# WORK REQUEST
Write out the stretch of lines below that begins at the line with "Target: out-of-focus foliage" and ends at the line with "Target: small round bud", including both, exactly as given and nothing more.

Saved entries
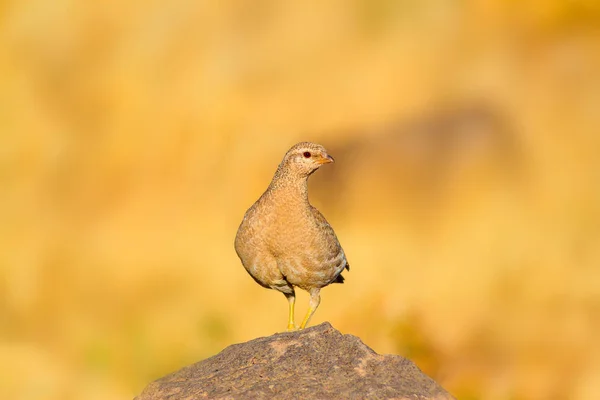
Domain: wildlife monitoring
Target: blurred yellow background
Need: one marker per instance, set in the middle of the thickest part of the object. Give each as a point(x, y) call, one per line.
point(466, 189)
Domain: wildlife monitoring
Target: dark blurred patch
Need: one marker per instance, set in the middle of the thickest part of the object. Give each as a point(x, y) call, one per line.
point(417, 166)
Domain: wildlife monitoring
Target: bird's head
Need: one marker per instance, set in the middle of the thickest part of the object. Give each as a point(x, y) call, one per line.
point(305, 158)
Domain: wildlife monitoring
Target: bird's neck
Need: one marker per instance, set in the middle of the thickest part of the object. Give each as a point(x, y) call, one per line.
point(292, 186)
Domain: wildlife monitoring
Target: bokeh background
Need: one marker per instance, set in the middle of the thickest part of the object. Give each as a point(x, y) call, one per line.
point(466, 192)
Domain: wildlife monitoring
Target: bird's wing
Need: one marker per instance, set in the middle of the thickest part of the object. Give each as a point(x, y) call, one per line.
point(328, 233)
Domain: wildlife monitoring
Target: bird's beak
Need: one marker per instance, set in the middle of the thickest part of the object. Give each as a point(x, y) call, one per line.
point(326, 159)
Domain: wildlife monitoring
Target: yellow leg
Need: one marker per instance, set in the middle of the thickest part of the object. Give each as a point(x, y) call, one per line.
point(315, 299)
point(291, 300)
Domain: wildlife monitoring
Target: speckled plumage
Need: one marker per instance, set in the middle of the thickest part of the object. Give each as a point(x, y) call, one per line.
point(285, 242)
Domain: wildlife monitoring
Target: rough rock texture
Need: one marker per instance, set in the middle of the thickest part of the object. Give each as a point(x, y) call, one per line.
point(315, 363)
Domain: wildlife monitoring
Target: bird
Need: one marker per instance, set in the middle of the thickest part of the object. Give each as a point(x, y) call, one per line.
point(284, 242)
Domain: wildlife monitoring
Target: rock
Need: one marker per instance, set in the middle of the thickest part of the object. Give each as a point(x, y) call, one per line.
point(315, 363)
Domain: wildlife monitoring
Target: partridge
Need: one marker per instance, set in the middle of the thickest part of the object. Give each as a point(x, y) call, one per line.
point(284, 242)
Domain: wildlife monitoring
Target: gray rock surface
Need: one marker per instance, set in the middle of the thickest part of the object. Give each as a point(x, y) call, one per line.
point(315, 363)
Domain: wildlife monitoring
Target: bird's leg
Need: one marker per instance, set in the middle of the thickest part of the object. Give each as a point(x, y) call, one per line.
point(291, 300)
point(315, 299)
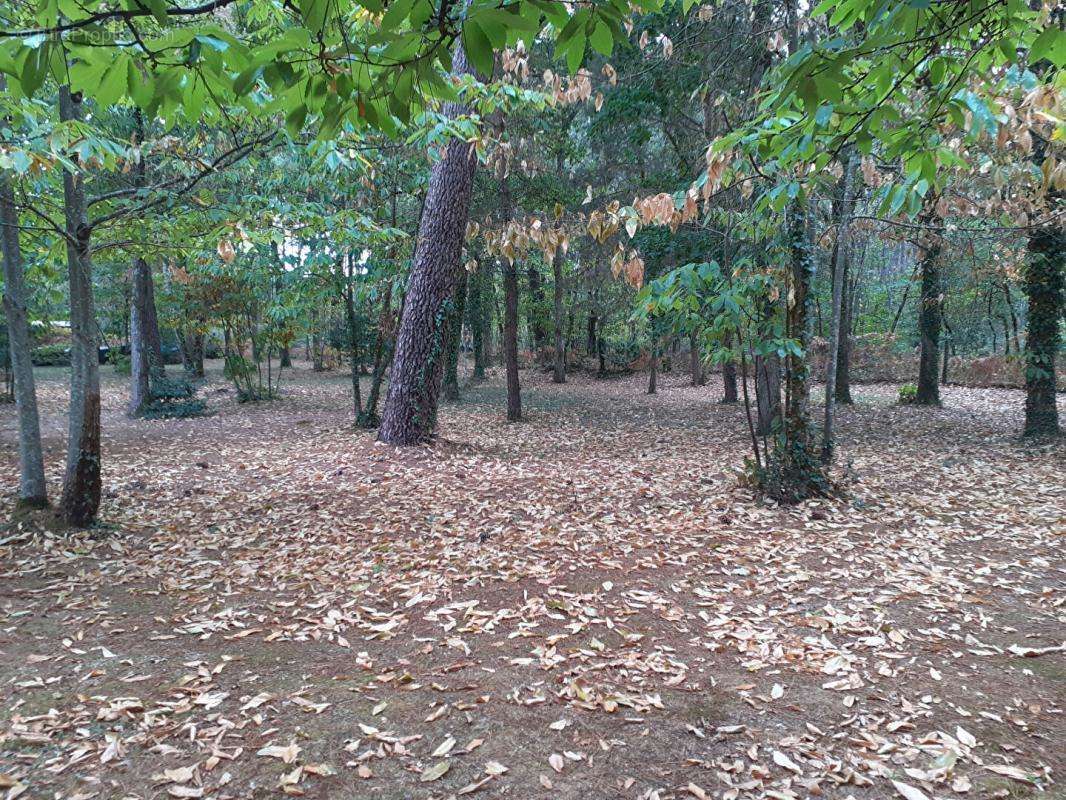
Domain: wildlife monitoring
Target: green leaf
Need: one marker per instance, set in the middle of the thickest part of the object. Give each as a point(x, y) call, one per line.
point(1050, 45)
point(477, 46)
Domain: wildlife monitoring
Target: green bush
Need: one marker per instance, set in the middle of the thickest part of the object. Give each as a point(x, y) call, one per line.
point(120, 362)
point(51, 355)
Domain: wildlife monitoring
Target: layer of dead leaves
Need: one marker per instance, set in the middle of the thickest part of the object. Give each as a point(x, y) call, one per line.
point(583, 605)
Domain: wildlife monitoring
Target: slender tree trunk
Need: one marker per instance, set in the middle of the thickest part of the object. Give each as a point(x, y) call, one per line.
point(1045, 286)
point(653, 369)
point(839, 265)
point(695, 362)
point(353, 334)
point(418, 364)
point(32, 490)
point(768, 392)
point(81, 482)
point(536, 321)
point(475, 313)
point(140, 358)
point(383, 355)
point(729, 378)
point(556, 266)
point(455, 339)
point(929, 314)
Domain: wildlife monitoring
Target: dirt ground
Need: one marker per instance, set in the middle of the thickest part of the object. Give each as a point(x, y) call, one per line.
point(585, 605)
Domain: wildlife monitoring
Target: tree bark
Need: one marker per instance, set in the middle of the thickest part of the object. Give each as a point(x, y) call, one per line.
point(929, 314)
point(455, 339)
point(418, 365)
point(475, 314)
point(839, 265)
point(653, 369)
point(729, 379)
point(556, 266)
point(353, 333)
point(81, 482)
point(32, 490)
point(695, 362)
point(383, 355)
point(140, 360)
point(536, 322)
point(1045, 286)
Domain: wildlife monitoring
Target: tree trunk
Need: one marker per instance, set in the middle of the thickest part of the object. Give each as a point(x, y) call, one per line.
point(475, 314)
point(154, 341)
point(556, 266)
point(653, 369)
point(1045, 286)
point(843, 218)
point(843, 393)
point(353, 333)
point(383, 355)
point(140, 358)
point(418, 364)
point(455, 339)
point(729, 378)
point(929, 314)
point(32, 490)
point(536, 321)
point(768, 393)
point(81, 482)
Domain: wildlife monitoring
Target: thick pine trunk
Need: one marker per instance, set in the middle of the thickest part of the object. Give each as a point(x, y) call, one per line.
point(1045, 285)
point(929, 313)
point(455, 339)
point(559, 374)
point(140, 358)
point(410, 405)
point(81, 482)
point(32, 491)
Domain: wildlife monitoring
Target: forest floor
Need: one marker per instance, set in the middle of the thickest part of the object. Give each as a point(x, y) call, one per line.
point(585, 605)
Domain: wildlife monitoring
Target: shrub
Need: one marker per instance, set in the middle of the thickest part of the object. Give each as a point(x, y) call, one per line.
point(120, 362)
point(51, 355)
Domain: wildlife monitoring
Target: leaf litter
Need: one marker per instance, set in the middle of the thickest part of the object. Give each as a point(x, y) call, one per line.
point(582, 605)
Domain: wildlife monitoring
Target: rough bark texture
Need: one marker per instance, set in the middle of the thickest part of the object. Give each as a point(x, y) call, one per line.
point(536, 322)
point(1045, 277)
point(929, 314)
point(32, 491)
point(354, 334)
point(559, 374)
point(842, 216)
point(768, 393)
point(843, 393)
point(695, 361)
point(455, 340)
point(475, 313)
point(152, 339)
point(81, 482)
point(418, 364)
point(729, 379)
point(140, 360)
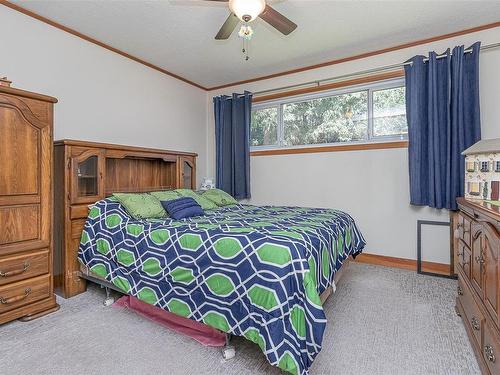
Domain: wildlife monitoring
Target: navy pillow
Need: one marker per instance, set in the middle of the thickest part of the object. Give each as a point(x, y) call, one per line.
point(182, 208)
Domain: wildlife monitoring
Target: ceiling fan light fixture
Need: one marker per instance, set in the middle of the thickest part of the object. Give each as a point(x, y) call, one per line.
point(247, 10)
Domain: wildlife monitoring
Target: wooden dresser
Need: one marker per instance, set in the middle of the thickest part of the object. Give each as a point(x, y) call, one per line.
point(478, 260)
point(26, 285)
point(86, 172)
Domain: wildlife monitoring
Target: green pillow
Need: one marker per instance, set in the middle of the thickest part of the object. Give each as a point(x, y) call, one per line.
point(166, 195)
point(203, 202)
point(141, 205)
point(219, 197)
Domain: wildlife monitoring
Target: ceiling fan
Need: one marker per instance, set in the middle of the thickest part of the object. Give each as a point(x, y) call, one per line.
point(247, 11)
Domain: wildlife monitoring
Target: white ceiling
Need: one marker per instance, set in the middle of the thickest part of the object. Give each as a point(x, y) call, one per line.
point(178, 35)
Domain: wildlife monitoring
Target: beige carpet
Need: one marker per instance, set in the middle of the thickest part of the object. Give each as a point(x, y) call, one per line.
point(381, 321)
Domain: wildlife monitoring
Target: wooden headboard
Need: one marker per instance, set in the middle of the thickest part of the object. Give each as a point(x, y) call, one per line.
point(85, 172)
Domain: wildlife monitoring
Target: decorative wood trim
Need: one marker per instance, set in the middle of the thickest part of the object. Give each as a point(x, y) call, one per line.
point(26, 94)
point(113, 146)
point(315, 149)
point(330, 86)
point(362, 55)
point(95, 41)
point(261, 78)
point(403, 263)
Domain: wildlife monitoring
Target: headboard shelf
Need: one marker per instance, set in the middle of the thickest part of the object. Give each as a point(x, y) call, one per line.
point(140, 190)
point(86, 172)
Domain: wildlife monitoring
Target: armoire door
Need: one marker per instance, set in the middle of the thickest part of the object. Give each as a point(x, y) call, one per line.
point(25, 175)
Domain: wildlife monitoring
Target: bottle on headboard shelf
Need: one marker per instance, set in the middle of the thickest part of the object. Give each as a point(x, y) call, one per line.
point(5, 82)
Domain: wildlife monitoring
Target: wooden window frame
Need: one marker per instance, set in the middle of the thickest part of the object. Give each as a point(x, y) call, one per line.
point(354, 84)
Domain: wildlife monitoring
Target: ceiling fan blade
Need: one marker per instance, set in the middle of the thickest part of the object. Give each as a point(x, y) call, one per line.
point(228, 27)
point(277, 20)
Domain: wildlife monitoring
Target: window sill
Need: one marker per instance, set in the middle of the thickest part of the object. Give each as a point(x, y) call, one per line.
point(336, 148)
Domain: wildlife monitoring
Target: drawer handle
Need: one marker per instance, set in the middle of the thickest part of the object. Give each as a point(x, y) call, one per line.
point(488, 352)
point(475, 323)
point(7, 301)
point(16, 272)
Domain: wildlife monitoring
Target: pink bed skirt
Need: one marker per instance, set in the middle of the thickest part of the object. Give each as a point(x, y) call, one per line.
point(200, 332)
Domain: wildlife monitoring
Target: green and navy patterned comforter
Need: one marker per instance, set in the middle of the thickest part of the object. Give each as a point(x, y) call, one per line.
point(251, 271)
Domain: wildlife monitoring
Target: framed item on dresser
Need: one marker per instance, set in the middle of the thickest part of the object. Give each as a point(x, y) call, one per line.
point(26, 279)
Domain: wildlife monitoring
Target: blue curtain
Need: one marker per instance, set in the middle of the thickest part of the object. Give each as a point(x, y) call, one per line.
point(442, 109)
point(232, 134)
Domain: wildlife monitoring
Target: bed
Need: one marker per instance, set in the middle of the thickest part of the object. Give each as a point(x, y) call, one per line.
point(252, 271)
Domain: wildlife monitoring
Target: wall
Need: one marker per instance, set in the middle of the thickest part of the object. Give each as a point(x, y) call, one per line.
point(371, 185)
point(102, 96)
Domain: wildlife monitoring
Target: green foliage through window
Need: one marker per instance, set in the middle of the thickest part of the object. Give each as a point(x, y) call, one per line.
point(371, 113)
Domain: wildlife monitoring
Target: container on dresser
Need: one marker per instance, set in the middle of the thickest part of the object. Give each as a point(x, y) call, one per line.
point(86, 172)
point(478, 300)
point(26, 280)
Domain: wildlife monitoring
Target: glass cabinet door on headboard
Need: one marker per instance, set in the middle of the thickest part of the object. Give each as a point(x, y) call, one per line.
point(86, 176)
point(187, 173)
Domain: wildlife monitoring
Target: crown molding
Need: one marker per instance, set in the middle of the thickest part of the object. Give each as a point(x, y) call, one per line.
point(261, 78)
point(361, 56)
point(97, 42)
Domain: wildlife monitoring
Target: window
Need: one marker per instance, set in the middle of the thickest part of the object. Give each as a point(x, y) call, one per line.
point(359, 114)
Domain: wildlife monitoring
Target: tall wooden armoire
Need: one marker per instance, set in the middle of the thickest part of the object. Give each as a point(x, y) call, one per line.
point(26, 282)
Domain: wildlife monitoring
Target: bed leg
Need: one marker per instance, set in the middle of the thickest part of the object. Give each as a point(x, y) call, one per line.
point(109, 300)
point(228, 351)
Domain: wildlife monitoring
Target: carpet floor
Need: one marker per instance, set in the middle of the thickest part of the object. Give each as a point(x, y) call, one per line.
point(381, 321)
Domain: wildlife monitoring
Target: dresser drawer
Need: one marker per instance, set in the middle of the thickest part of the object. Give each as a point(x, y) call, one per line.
point(24, 292)
point(473, 316)
point(491, 350)
point(19, 267)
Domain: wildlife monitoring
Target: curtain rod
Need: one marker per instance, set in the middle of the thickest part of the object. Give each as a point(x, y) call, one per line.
point(361, 73)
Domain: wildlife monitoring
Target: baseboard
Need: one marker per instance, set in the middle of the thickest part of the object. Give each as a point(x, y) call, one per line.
point(407, 264)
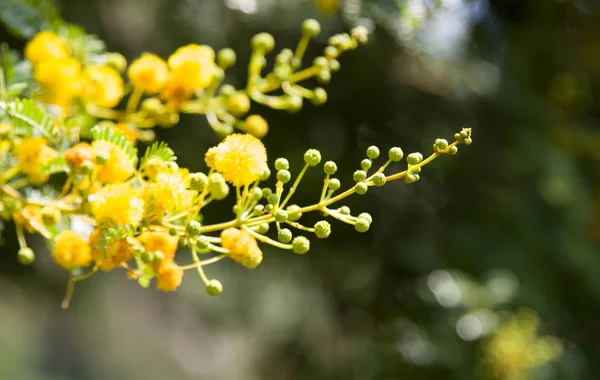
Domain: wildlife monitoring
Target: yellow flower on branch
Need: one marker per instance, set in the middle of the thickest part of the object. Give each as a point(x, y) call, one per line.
point(240, 158)
point(71, 250)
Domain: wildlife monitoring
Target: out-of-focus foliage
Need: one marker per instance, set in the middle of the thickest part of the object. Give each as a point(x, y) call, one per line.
point(517, 217)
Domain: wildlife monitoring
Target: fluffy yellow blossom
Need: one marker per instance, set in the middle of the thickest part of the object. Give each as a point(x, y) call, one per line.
point(102, 85)
point(117, 205)
point(71, 250)
point(240, 158)
point(28, 216)
point(169, 277)
point(32, 154)
point(45, 46)
point(117, 168)
point(243, 247)
point(148, 73)
point(168, 193)
point(114, 256)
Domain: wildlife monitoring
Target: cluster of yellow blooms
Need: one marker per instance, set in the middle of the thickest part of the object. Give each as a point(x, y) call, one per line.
point(118, 211)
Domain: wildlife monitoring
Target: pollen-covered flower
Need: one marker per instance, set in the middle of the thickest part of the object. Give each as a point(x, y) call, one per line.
point(32, 154)
point(113, 256)
point(102, 85)
point(117, 205)
point(45, 46)
point(240, 158)
point(117, 168)
point(243, 247)
point(71, 250)
point(149, 73)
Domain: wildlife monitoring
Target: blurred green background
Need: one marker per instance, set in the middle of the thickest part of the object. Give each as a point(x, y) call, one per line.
point(456, 271)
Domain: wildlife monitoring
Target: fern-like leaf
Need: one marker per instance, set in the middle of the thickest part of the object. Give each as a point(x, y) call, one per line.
point(117, 139)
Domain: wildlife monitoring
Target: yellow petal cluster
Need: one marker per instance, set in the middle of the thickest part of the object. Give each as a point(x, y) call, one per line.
point(71, 250)
point(240, 158)
point(242, 246)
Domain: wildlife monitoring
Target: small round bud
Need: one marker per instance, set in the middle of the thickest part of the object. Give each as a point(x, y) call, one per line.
point(159, 256)
point(197, 181)
point(379, 179)
point(319, 96)
point(263, 41)
point(282, 164)
point(267, 192)
point(284, 176)
point(366, 164)
point(214, 288)
point(334, 184)
point(414, 158)
point(362, 225)
point(226, 58)
point(367, 216)
point(293, 216)
point(372, 152)
point(359, 175)
point(312, 157)
point(395, 154)
point(284, 235)
point(361, 188)
point(26, 256)
point(330, 167)
point(238, 104)
point(441, 144)
point(311, 27)
point(280, 216)
point(273, 199)
point(300, 245)
point(263, 228)
point(322, 229)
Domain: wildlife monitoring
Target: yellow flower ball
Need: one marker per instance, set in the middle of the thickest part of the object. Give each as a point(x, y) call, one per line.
point(71, 250)
point(148, 73)
point(117, 205)
point(240, 158)
point(242, 246)
point(45, 46)
point(102, 85)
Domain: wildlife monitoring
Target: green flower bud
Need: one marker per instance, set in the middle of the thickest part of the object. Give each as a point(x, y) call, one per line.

# SOLVED PROBLEM
Target: out-of-focus foliage
Need: one marker per instance, set in the middle of the thickest part of the object. Give each as a point(x, y) call, one per line.
point(517, 217)
Domain: wildlife monitoring
Target: fluffy yellow blossom
Need: one marker per instance, set in the middle of the thickest part of the object. Give each as a point(x, y) call, one per line.
point(102, 85)
point(117, 205)
point(71, 250)
point(240, 158)
point(28, 216)
point(169, 277)
point(32, 154)
point(45, 46)
point(117, 168)
point(243, 247)
point(148, 73)
point(168, 193)
point(114, 256)
Domain: wildlife monitoring
Target: cluster of yellow blooms
Need: one marker per instance, set in the middle of the thickest part of the object. Give each as a point(x, y) call, one per line.
point(118, 211)
Domain: wildlife monitoring
Target: pollen-covered flower
Need: one marker per instance, set in the middle of the thickest part of the object. Give each as a point(x, y) call, one per line.
point(32, 154)
point(113, 256)
point(102, 85)
point(117, 205)
point(45, 46)
point(240, 158)
point(117, 168)
point(243, 247)
point(71, 250)
point(149, 73)
Domain: wildlife monitoring
Target: blurred green background
Need: one marker per instance, set in the middle of the thickest part of the object. Give each as a point(x, y) call, one per line.
point(456, 271)
Domain: wildlife monitoring
Target: fern-like leaf
Need: one marker per instance, set in the middle of the thickest part of the object. Give each as a point(x, y) call, one per line.
point(117, 139)
Domain: wildlife monitoring
Target: yellow petal cluster
Need: one marker per instance, set in the middle of the thickest part of the object. Give each as a point(x, y) call, one per line.
point(71, 250)
point(240, 158)
point(242, 246)
Domain: wildlife monitoring
Target: small round bud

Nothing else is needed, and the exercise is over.